▸ **Problems to work on**:
• a. List every distinct year mentioned in the passage on Taiwan's adultery ruling, each once, in the order it first appears.
• b. From the passage on Taiwan's adultery ruling, reproduce word for word the stretch from "Taiwan’s Constitutional Court, Adultery" through "Professor Chien-Chih Lin.".

▸ **Given passage**:
━━━━

Taiwan’s Constitutional Court, Adultery and the Renaissance of Judicial Activism
The decision of the Constitutional Court invalidating the criminalisation of adultery reflects a political tactic shifting controversial political decisions to the courts. Despite the popularity of criminal adultery, the Court seems to have avoided any significant popular backlash, while reasserting its central role in policy making – writes Professor Chien-Chih Lin.
On 29 May 2020, the Taiwanese Constitutional Court invalidated the criminalisation of adultery as unconstitutional. The decision not only reverses a 2002 decision of the Court but also comes amid persistent popular support for the criminalisation of adultery. It is nevertheless compatible with the Court’s liberal tilt in its 2017 decision that paved the way for the legalisation of same-sex marriage.
A conservative tilt in a liberal Island
Since democratization, Taiwan has consistently received high marks in the domain of rights protection. Nevertheless, it had been one of the few genuine democracies that still treated adultery as a criminal offense. Since its enactment in 1935, article 239 of the Criminal Code (the impugned provision) punished adultery. Tens of thousands of people have been prosecuted and more than one thousand were convicted every year. The criminalisation of adultery remains popular, although declining. A public opinion poll, conducted by the government in 2013, suggested that more than 80 per cent of Taiwanese support the criminal adultery law. Another poll, done by an NGO in 2017, showed that 69 percent of the interviewee supported the criminal adultery law. Ironically, many of the supporters are women, hoping that their estranged husbands would be tethered by their broken marriages. Alternatively, they may use litigations to secure more lucrative divorce settlements.
Facing such an overwhelming support, the Court in 2002 endorsed the constitutionality of the impugned provision in Interpretation No. 554 on the grounds that ‘such restriction is essential in order to safeguard marriage, the family system, and the social order’. Furthermore, it maintained that the freedom of sexual behavior should yield to the duty of faithfulness between husbands and wives and that the impugned provision did not violate proportionality. Notably, this decision was unanimous, without even a concurring opinion.
The criminalisation of adultery remains popular, although declining.

━━━━

Data extracted from a collection:
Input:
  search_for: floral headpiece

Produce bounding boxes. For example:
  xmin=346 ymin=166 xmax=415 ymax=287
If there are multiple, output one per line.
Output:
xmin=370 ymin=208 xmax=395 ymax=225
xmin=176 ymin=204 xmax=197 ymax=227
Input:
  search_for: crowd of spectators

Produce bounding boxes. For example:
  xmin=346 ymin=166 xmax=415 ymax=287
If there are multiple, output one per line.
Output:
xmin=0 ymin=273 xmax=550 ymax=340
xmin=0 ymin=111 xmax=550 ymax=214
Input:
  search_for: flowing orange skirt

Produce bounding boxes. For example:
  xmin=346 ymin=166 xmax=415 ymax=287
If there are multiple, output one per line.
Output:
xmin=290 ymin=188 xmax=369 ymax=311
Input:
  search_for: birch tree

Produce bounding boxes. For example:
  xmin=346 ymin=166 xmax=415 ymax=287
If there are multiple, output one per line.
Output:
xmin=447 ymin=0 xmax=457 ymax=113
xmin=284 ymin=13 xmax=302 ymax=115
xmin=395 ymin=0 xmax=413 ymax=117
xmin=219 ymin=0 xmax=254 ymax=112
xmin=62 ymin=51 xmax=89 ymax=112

━━━━

▸ **Solutions to each task**:
• a. 2020, 2002, 2017, 1935, 2013

• b.
Taiwan’s Constitutional Court, Adultery and the Renaissance of Judicial Activism
The decision of the Constitutional Court invalidating the criminalisation of adultery reflects a political tactic shifting controversial political decisions to the courts. Despite the popularity of criminal adultery, the Court seems to have avoided any significant popular backlash, while reasserting its central role in policy making – writes Professor Chien-Chih Lin.